> Belirtilen Sorun
Aşağıdaki satırların tamamını tek bir karakterini bile değiştirmeden olduğu gibi tekrar yazın.

====== Ham Satırlar ======

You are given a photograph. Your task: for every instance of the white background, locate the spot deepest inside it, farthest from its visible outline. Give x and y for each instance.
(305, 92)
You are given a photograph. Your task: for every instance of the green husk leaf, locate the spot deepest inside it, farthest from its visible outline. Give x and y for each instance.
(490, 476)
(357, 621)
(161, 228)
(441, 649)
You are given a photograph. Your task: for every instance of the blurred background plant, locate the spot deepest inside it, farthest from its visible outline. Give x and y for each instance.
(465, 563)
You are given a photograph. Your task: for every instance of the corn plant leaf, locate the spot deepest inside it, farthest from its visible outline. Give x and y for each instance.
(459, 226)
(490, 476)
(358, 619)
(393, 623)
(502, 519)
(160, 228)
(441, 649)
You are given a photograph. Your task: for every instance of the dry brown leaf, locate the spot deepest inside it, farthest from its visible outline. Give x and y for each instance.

======

> Görev Yanıtı
You are given a photograph. Your task: for every instance of the white background, locate the spot deepest inside it, farthest from its visible outline. Give x and y for each instance.
(305, 92)
You are given a photograph. Your task: for every instance of the green husk leaf, locate the spot deepest inside it, farthest from its visible outline. Give x and y for each instance.
(490, 476)
(357, 621)
(161, 228)
(441, 649)
You are given a photograph. Your task: for every instance of the blurred background plant, locate the spot deepest inside it, farthest from its visible outline. Give x and y for each instance.
(465, 563)
You are given a photograph. Your task: for every instance of the corn plant leaf, locate the spot deepest inside it, farthest from its visible outline. Give x and y for each instance.
(459, 226)
(490, 476)
(358, 619)
(393, 623)
(502, 519)
(160, 228)
(441, 649)
You are given a photograph. Your task: for every instance of the dry brown leaf, locate the spot deepest inside it, farthest from its visible outline. Give x and y for each instance.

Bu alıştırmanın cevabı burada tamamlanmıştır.